** BEGIN **

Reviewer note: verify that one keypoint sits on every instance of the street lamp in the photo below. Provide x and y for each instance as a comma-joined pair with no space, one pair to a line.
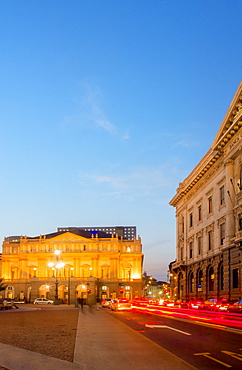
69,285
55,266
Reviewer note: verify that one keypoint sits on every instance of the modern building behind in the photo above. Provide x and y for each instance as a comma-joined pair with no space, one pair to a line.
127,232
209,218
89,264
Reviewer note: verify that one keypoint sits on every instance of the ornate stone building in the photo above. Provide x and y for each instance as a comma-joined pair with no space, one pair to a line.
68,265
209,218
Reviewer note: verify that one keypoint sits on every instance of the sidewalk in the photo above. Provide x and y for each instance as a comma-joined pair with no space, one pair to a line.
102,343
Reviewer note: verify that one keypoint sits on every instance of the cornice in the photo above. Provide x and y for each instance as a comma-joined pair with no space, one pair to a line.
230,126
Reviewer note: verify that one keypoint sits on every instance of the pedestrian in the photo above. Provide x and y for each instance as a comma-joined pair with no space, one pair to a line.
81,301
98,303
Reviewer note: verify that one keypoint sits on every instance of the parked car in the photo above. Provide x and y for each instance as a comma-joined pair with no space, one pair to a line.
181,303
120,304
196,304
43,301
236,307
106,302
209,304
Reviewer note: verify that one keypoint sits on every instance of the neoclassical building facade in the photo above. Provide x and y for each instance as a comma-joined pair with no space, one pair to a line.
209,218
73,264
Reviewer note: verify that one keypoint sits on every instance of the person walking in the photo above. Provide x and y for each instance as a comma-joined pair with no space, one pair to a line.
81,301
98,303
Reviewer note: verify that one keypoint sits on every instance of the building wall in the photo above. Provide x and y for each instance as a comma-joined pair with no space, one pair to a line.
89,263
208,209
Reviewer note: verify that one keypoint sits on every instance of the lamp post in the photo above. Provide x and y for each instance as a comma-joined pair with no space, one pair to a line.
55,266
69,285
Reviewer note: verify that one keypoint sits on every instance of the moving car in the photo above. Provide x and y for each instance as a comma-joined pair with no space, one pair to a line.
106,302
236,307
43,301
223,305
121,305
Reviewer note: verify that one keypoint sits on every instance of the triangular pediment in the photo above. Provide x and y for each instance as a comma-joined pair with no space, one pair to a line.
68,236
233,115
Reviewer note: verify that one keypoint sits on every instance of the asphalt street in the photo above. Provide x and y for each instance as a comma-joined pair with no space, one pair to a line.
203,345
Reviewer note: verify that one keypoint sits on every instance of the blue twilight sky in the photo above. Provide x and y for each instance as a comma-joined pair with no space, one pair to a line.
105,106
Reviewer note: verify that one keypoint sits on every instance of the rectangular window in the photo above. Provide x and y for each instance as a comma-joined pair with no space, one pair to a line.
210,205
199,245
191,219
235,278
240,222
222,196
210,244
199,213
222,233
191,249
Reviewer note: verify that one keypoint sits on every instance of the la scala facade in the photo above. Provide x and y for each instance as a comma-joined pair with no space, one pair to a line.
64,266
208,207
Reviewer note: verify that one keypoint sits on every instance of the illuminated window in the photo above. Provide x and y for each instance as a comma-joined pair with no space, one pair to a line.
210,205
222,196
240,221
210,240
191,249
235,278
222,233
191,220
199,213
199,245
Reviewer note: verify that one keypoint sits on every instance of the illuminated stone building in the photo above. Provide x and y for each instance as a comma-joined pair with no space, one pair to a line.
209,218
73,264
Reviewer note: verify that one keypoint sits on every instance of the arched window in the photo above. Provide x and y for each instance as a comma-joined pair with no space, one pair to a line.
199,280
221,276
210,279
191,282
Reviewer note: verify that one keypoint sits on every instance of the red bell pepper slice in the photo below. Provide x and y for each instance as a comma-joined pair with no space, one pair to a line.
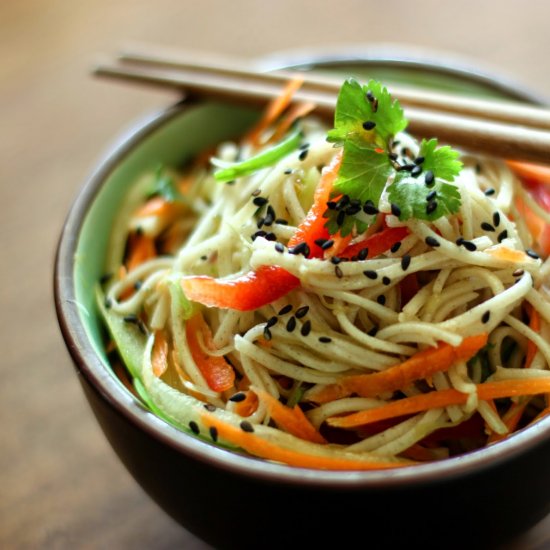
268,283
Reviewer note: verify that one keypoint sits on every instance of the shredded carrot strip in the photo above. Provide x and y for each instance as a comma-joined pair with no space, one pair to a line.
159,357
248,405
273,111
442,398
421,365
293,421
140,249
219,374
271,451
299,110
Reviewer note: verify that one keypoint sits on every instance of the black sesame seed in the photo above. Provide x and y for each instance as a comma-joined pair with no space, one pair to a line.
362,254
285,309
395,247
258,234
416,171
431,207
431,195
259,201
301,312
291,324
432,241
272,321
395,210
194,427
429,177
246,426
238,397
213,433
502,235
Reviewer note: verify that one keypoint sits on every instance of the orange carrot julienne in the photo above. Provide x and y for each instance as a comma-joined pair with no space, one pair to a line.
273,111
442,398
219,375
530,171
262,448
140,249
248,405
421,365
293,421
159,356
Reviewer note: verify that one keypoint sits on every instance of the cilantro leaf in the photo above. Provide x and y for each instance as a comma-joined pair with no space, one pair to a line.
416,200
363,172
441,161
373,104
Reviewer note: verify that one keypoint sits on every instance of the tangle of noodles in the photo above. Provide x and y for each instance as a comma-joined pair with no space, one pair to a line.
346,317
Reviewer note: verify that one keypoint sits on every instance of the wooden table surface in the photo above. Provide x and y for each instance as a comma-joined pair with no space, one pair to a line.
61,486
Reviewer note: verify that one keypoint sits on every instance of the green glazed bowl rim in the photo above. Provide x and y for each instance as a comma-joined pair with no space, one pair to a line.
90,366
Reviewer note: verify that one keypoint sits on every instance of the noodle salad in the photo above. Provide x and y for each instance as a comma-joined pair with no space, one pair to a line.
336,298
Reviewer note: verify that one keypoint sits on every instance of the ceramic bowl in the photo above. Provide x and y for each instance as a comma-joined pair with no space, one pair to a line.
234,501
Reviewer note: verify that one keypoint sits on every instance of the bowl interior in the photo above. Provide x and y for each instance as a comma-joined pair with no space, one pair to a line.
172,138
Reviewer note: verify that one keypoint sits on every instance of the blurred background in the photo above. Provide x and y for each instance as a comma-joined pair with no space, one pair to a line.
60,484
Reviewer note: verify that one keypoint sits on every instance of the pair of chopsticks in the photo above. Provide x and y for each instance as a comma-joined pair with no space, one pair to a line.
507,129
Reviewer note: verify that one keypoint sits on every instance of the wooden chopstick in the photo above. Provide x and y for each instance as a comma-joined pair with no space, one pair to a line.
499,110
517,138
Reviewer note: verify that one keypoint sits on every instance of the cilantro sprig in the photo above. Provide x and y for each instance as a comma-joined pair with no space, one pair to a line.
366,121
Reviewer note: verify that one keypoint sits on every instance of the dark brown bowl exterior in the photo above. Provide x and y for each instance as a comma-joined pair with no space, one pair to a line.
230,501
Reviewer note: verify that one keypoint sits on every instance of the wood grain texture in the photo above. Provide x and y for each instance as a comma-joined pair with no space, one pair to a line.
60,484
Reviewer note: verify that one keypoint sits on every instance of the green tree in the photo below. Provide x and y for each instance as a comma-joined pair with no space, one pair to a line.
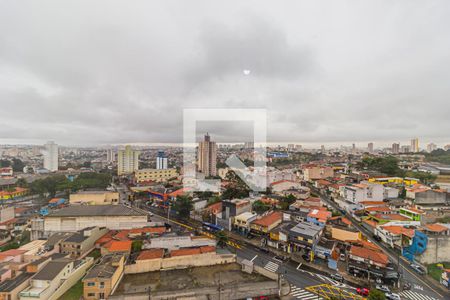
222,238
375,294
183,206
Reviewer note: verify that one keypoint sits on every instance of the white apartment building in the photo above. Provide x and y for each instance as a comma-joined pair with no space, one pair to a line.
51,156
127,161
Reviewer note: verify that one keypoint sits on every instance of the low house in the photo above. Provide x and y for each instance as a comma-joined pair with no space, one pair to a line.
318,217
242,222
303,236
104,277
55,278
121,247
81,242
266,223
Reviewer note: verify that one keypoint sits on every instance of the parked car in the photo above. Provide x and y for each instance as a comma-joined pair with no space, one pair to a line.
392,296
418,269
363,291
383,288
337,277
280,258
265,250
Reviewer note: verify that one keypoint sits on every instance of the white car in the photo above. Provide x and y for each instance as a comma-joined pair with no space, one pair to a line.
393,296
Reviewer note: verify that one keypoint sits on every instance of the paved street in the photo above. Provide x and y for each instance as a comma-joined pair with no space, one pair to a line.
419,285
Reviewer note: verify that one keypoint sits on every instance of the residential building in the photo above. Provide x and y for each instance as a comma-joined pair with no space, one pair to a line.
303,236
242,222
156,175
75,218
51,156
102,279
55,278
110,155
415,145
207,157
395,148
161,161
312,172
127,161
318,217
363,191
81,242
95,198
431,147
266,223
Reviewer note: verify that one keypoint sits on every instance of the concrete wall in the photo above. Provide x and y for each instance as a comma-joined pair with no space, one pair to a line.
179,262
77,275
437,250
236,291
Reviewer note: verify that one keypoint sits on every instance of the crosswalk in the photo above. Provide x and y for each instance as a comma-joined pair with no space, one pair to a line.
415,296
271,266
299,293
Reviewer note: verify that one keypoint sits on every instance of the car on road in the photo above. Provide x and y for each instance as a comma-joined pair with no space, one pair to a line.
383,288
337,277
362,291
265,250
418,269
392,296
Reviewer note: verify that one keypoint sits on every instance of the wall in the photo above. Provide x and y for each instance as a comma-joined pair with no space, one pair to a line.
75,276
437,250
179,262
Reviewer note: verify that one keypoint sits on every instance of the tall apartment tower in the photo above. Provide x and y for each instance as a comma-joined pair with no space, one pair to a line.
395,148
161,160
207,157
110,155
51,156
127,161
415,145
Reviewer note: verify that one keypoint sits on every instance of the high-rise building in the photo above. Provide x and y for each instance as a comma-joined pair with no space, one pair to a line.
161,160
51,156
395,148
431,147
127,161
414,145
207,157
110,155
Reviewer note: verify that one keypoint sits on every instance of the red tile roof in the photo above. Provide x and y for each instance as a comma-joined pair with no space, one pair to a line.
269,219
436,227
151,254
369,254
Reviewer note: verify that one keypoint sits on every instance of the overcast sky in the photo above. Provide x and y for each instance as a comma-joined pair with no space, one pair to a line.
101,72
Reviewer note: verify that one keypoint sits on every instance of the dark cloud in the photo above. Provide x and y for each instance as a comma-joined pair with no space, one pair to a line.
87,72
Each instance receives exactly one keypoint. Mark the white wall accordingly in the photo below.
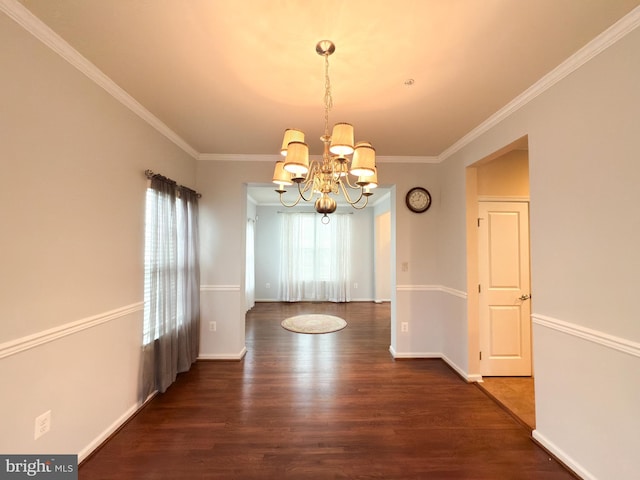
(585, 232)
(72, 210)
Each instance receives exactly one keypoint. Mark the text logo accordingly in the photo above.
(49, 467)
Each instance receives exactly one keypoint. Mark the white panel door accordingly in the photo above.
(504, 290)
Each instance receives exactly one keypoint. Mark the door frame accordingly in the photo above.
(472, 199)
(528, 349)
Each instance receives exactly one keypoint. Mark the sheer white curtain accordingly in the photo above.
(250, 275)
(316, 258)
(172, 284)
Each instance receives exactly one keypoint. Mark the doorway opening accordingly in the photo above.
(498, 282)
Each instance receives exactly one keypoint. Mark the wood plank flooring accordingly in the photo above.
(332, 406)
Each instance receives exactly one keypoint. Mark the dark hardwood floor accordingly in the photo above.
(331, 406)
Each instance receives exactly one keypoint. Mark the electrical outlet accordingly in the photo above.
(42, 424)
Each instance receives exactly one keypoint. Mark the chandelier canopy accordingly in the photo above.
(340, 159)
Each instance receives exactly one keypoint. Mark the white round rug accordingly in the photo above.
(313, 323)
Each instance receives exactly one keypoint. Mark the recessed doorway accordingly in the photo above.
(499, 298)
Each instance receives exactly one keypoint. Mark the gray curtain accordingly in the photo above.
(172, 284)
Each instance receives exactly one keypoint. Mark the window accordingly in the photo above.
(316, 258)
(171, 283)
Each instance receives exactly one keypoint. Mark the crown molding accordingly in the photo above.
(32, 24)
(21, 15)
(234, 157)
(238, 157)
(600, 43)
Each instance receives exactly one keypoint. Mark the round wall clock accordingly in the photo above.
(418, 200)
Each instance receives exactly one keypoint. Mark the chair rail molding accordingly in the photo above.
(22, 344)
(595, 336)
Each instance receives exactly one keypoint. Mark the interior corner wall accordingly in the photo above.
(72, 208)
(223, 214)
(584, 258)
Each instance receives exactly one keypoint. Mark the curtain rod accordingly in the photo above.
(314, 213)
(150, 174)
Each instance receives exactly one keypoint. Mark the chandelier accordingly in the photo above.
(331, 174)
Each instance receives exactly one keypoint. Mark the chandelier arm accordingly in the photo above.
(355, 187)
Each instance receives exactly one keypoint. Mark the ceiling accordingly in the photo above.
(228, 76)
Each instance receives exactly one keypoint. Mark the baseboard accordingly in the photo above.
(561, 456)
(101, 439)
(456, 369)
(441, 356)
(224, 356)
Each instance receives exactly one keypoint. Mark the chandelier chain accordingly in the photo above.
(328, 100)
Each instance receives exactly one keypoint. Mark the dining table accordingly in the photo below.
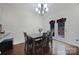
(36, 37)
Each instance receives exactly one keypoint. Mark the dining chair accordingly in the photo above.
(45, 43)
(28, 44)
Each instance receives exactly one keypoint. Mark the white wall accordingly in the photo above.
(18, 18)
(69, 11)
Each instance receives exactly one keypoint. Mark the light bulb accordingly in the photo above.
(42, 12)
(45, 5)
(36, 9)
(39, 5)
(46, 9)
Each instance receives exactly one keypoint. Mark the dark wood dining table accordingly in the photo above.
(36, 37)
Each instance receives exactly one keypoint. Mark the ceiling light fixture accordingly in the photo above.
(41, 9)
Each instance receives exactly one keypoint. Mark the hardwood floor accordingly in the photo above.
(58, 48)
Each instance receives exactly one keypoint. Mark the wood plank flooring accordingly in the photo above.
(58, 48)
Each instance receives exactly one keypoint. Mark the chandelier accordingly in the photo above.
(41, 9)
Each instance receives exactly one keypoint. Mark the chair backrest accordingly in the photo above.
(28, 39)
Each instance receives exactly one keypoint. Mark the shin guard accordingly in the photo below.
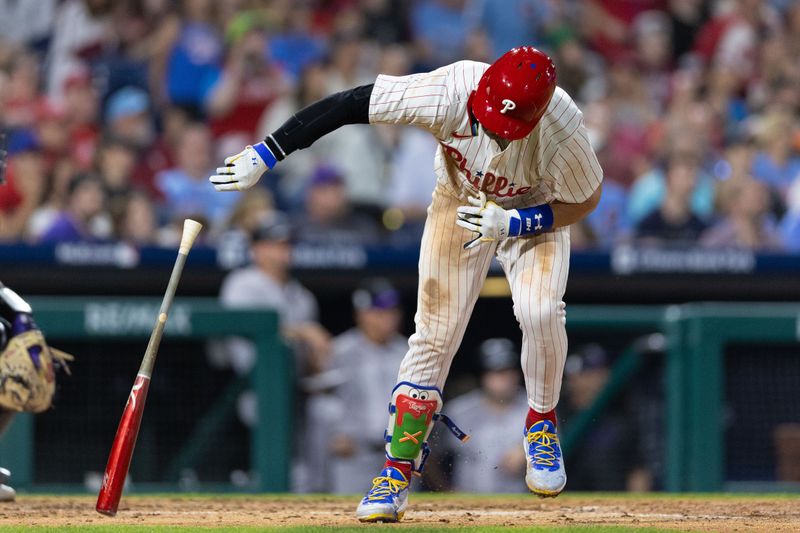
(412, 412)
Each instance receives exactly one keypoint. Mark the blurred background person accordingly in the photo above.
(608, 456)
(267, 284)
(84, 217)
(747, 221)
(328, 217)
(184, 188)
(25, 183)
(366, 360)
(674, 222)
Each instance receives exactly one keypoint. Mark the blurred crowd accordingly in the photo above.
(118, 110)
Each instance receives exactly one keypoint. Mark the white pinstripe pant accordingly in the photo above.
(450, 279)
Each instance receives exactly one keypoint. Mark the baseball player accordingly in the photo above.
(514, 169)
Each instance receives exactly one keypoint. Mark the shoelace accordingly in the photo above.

** END **

▶ **Problem requirements**: Everything from the line with "Each instance receives exactly one keypoint. Mark the shin" through the end of the records above, and nothing else, is to be quoted exactly; please leave the pictures out.

▶ **Result**:
Each instance receives exactly one keypoint. Mark the shin guard accordingly in the photo below.
(412, 412)
Each instance receives exactly one keypoint. Mark the blurred background person accordingly in the photo above.
(608, 456)
(267, 284)
(84, 217)
(747, 221)
(328, 217)
(184, 188)
(25, 183)
(366, 360)
(674, 222)
Each instance receives exactly one keypoint. Mark the blurred crowd accordingly in the photo above.
(118, 110)
Each instance receives exactly one keypoint. Mark the white pinstripe pant accordingly in the photo above.
(450, 279)
Each instance receives exactly one keypoint. Mark the baseball player accordingly in the photo above.
(514, 169)
Each instance receives exactly one keypoint. Mark the shoelace accordingly in the photo above.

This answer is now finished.